• TAREFAS PROPOSTAS:
1) Liste, sem repetir e na ordem em que aparecem, todas as palavras do trecho citado que contêm a sequência de letras "econ".
2) Prossiga o texto sobre autarquia e liberdade cambial, escrevendo o que viria logo depois do último período apresentado.

• TRECHO CITADO:
○ ○ ○ ○ ○ ○ ○

Autarquia e liberdade cambial: a experiência recente

O lugar-comum das novas relações econômicas internacionais e das possibilidades de desenvolvimento das nações, nos últimos anos, parece ser, sem dúvida alguma, a maior integração aos mercados internacionais de parte das economias em desenvolvimento.

Frente às opções do passado, centradas no privilégio da autarquia, a liberalização dos mercados ofereceu, evidentemente, maiores possibilidades de crescimento aos países, baseadas em novos investimentos e transferência de tecnologia, que dinamizaram as economias nacionais, sobretudo por seu estímulo a novas exportações, que passam a ser, pelo menos se existe coerência e consistência na aplicação das políticas de regulação macroeconômica, os determinantes essenciais do desempenho econômico.

○ ○ ○ ○ ○ ○ ○

• MATERIAL:
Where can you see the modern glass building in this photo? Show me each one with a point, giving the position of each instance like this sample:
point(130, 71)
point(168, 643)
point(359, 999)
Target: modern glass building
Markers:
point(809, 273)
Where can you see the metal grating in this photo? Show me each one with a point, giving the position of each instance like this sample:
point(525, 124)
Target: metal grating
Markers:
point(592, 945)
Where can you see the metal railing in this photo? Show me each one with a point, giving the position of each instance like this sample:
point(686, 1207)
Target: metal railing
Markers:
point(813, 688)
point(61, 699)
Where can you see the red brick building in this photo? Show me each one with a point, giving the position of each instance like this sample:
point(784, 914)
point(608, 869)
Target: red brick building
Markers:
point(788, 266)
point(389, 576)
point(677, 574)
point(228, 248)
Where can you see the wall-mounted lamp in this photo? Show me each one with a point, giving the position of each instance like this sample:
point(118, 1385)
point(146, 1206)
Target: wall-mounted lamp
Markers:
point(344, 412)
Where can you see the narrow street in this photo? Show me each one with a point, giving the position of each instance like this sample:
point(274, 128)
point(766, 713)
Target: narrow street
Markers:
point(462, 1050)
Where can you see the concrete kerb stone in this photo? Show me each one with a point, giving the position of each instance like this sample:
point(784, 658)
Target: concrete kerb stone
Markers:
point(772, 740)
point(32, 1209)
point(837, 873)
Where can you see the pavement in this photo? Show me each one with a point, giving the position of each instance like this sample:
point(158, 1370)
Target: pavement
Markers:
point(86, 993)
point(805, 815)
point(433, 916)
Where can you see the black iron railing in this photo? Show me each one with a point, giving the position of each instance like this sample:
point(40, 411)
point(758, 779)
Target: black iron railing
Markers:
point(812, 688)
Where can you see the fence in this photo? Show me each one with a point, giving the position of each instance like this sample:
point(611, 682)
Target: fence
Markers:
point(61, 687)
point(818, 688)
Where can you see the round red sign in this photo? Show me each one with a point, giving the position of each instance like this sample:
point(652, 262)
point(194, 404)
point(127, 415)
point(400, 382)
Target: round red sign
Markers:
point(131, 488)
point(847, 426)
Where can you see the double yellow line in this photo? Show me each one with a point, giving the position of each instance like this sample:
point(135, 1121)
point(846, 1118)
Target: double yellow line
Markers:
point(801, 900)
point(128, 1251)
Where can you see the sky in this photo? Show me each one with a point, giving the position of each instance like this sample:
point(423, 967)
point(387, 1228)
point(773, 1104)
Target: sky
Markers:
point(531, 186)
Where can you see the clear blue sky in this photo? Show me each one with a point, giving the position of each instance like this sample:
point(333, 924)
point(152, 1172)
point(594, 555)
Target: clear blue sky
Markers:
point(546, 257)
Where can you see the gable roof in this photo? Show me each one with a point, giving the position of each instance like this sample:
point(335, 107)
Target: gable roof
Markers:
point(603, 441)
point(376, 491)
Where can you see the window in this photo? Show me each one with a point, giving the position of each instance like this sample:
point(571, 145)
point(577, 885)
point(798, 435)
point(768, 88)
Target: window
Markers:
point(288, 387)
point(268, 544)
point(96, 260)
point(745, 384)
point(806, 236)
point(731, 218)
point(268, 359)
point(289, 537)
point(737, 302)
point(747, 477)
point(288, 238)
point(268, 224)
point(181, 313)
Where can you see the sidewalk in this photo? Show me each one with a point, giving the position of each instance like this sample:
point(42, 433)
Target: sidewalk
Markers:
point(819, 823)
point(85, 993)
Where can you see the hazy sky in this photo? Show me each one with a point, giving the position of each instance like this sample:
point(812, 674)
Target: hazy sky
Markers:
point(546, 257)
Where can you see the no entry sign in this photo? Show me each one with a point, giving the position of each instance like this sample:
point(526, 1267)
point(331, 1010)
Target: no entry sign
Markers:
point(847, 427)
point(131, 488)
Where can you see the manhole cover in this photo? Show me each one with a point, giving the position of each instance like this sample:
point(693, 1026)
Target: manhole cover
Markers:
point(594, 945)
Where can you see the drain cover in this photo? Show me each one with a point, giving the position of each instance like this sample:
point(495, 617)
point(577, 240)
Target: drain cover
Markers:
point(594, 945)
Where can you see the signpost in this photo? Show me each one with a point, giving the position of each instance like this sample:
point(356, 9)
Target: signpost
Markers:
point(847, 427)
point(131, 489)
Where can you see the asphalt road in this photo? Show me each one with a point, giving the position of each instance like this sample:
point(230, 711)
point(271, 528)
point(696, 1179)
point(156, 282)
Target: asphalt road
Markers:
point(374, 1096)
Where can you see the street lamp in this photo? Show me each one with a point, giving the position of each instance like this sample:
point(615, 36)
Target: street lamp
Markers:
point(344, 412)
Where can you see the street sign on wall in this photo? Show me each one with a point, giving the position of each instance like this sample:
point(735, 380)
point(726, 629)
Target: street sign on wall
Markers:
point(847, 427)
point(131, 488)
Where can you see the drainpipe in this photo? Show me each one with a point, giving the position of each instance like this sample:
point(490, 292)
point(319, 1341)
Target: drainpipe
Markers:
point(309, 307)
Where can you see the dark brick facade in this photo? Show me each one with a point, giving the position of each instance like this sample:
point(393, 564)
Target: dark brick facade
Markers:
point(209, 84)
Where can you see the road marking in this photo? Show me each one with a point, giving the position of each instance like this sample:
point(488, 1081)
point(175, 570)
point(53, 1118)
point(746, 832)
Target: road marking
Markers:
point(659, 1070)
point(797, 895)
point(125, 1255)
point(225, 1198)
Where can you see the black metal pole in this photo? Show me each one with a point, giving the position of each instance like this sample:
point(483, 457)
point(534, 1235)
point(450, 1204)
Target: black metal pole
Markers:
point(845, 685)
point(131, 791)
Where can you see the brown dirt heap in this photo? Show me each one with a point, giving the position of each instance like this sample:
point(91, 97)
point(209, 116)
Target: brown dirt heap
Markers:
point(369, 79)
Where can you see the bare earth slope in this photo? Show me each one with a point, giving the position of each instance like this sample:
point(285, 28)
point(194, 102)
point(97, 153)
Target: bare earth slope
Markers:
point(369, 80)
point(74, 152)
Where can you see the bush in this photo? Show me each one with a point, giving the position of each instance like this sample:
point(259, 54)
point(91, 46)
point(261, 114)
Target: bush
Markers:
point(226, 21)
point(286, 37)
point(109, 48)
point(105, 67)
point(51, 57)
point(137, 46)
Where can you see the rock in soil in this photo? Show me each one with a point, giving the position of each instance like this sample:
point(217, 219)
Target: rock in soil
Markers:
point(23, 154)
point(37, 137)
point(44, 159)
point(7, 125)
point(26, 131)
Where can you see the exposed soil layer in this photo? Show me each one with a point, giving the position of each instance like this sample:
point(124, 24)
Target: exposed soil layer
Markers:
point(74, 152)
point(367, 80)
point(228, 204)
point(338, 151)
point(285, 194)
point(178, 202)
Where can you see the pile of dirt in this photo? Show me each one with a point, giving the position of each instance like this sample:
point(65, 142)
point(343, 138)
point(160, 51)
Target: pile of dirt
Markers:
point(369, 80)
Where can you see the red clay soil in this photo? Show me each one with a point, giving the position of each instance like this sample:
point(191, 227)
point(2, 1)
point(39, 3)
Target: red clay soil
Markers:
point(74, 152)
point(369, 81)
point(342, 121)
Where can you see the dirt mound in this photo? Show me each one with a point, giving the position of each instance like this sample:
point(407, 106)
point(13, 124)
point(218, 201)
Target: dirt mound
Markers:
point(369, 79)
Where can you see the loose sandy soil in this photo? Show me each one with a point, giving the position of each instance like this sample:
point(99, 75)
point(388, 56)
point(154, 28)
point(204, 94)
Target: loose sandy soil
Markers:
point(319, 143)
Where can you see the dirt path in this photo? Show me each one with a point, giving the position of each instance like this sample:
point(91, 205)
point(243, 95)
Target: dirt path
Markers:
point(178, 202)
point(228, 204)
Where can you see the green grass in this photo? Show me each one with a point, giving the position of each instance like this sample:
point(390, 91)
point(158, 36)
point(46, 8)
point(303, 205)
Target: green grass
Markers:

○ ○ ○ ○ ○ ○ ○

• AS RESPOSTAS:
1) econômicas, economias, macroeconômica, econômico

2)
Existiria consenso no fato de considerar que os países que mais intercambiam e exportam são os que mais crescem. Os exemplos de algumas nações asiáticas e do Chile, para citar talvez os mais relevantes, confirmam isso. Contudo, é óbvio que tais resultados foram alcançados após a aplicação de rígidas políticas de estabilização, durante longos períodos e, especialmente, sob o denominador da continuidade.

A América Latina, pelo menos até o final dos anos oitenta, era uma das zonas mais voláteis do mundo. Em suas economias, o tipo de câmbio, a inflação e o investimento tendiam a movimentar-se de forma errática, gerando instabilidade e propiciando a formação de expectativas distorcidas dos agentes econômicos, no marco de modelos de caráter administrativo, que estimularam a implementação de políticas anticompetitivas, que alteravam a dotação de recursos, a produtividade e a eficiência, essenciais para a concorrência numa economia internacional, que se transformava com rapidez.

Foram afetadas as possibilidades do crescimento econômico e produziram-se comportamentos perversos nos agentes econômicos individuais, que tiveram conseqüências negativas para a sociedade e condicionaram suas perspectivas de mudança.

Houve perda de incentivos para investimento em instalações físicas e capital humano, o que desacelerou a expansão das economias nacionais, além de ter efeitos distributivos enviesados, contra os segmentos populacionais de menores rendas, o que condicionou a demanda e as tendências da acumulação.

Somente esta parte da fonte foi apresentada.